[Try it]:
Aim for an exact copy of the listing, without any images.

---*---

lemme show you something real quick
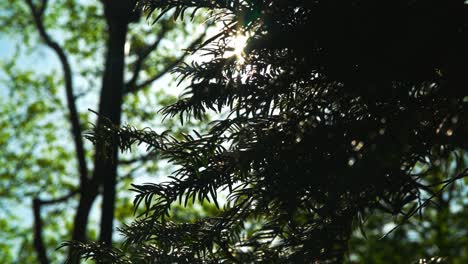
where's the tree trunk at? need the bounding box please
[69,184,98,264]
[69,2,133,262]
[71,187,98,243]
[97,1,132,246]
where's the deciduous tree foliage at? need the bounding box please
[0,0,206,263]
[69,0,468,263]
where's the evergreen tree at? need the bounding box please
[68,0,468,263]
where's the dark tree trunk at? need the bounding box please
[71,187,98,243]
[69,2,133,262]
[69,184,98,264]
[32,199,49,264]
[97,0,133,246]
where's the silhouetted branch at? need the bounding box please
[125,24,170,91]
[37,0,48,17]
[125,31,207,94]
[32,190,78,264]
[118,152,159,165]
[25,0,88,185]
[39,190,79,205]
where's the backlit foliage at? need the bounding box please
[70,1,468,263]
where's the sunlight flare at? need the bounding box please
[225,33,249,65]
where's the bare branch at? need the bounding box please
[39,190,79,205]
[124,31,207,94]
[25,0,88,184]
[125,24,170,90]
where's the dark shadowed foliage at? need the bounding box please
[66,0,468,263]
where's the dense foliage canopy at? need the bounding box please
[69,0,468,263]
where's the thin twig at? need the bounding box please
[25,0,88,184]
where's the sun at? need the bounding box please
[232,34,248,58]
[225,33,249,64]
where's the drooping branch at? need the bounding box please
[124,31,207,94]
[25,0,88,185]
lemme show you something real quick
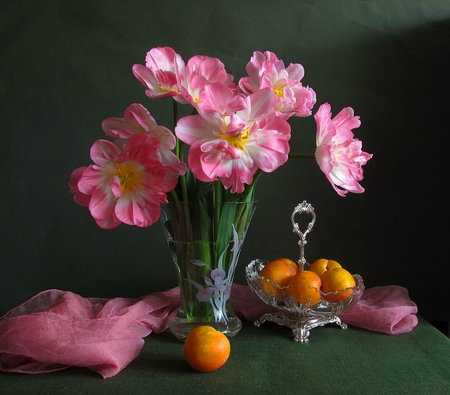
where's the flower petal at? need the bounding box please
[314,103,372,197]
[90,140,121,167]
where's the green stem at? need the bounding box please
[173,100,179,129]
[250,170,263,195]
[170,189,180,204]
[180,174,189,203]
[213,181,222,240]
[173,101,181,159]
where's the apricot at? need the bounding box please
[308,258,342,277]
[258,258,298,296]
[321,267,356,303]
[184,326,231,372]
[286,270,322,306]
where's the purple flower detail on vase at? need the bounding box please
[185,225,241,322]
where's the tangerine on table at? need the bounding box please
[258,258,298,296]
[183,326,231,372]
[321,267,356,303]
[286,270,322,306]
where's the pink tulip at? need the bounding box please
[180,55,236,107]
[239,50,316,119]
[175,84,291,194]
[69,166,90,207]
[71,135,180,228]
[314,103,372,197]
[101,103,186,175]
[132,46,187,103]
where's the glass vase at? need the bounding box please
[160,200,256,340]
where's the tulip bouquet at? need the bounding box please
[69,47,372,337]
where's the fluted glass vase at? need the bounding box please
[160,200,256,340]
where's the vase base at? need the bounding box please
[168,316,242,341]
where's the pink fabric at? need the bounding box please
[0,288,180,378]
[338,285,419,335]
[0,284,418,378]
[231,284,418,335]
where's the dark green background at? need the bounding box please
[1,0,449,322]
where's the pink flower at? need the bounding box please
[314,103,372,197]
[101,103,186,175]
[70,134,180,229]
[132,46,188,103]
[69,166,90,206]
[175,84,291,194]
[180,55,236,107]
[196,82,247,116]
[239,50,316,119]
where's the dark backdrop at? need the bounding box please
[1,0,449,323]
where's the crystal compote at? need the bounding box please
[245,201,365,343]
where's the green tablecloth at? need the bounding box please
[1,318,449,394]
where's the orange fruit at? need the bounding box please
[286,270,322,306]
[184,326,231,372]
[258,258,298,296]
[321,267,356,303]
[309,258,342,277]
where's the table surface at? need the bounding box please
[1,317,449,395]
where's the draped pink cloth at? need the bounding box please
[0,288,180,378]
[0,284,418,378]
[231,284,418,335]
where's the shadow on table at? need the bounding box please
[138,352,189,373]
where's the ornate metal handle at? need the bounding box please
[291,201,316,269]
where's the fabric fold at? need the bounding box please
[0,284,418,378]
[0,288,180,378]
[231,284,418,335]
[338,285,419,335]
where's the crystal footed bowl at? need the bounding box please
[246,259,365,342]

---*---

[Exercise result]:
lemme show you something real quick
where's the tree trunk at? need the bounding box please
[69,184,98,264]
[69,2,133,262]
[71,187,98,243]
[97,1,132,246]
where's the deciduous tree foliage at? need the bounding box please
[0,0,206,263]
[69,0,468,263]
where's the evergreen tree at? need the bounding box please
[68,0,468,263]
where's the dark tree trunk at? need the bounding box please
[71,187,98,243]
[69,2,133,262]
[69,184,98,264]
[32,199,49,264]
[97,0,133,246]
where's the silhouetted branch at? need the bounding box please
[125,24,170,91]
[37,0,48,17]
[125,31,207,94]
[32,190,78,264]
[118,152,159,165]
[25,0,88,185]
[39,190,79,205]
where's the backlit foliage at? need the bounding box please
[70,1,468,263]
where's the sunlight flare at? need the bounding box please
[225,33,249,65]
where's the bare branch at? need the bounding box please
[39,190,79,205]
[124,31,207,94]
[25,0,88,184]
[125,24,170,90]
where's the dark shadowed foliage at? need the bounding box please
[66,0,468,263]
where's the dense foliage canopy at? need the bounding box please
[69,0,468,263]
where's the thin twig at? need the bounding box please
[25,0,88,184]
where's the sun at? need the bounding box please
[232,34,248,58]
[225,33,249,64]
where's the drooping branch at? need the bounding box please
[124,31,207,94]
[25,0,88,185]
lemme show you something real quick
where's the flower petal at? need the bounding box please
[314,103,372,197]
[90,140,121,167]
where's the green stem at? need the bounding box please
[173,100,179,129]
[250,170,263,195]
[170,189,180,204]
[180,174,189,203]
[213,181,222,240]
[173,101,181,159]
where's the apricot at? need the bounding box please
[308,258,342,277]
[258,258,298,296]
[321,267,356,303]
[184,326,231,372]
[286,270,322,306]
where's the purple flower detail on vase at? need the bounding box please
[185,225,241,322]
where's the tangerine on table at? need the bounding box please
[258,258,298,296]
[183,326,231,372]
[321,267,356,303]
[286,270,322,306]
where's the pink tulip at? need the bounding box please
[180,55,236,107]
[239,50,316,119]
[175,84,291,194]
[69,166,90,207]
[71,135,180,228]
[314,103,372,197]
[101,103,186,175]
[132,46,187,103]
where's the glass vase at? need the bounding box please
[160,200,256,340]
where's the tulip bouquet at? need the bounding box please
[69,47,372,337]
where's the fluted glass vase at? need the bounding box please
[160,200,256,340]
where's the vase base at? need the bounding box please
[168,316,242,341]
where's the pink fabric at? need the bounding box please
[0,288,180,378]
[338,285,419,335]
[0,284,418,378]
[231,284,418,335]
where's the dark green background at? need the bounding box please
[1,0,449,322]
where's the pink flower at? need the bounding box please
[314,103,372,197]
[101,103,186,175]
[70,134,180,229]
[132,46,188,103]
[69,166,90,206]
[175,84,291,194]
[180,55,236,107]
[196,82,247,116]
[239,50,316,119]
where's the dark backdrop at? need the bounding box please
[1,0,449,323]
where's the crystal compote at? need the bounding box please
[245,201,365,343]
where's the green tablecloth at? need the bounding box please
[1,318,449,394]
where's the orange fruit at? need the bounding box please
[286,270,322,306]
[184,326,231,372]
[258,258,298,296]
[321,267,356,303]
[309,258,342,277]
where's the table surface at? need the bounding box please
[1,317,449,395]
where's the draped pink cloth at? need the bounding box please
[0,288,180,378]
[0,284,418,378]
[231,284,418,335]
where's the shadow on table at? need the bounding box please
[138,352,189,373]
where's the ornate metal handle at? need the bounding box please
[291,201,316,269]
where's the fabric fold at? need the bounding box please
[0,284,418,378]
[0,288,180,378]
[231,284,418,335]
[338,285,419,335]
where's the crystal footed bowl at? need the bounding box please
[246,259,365,342]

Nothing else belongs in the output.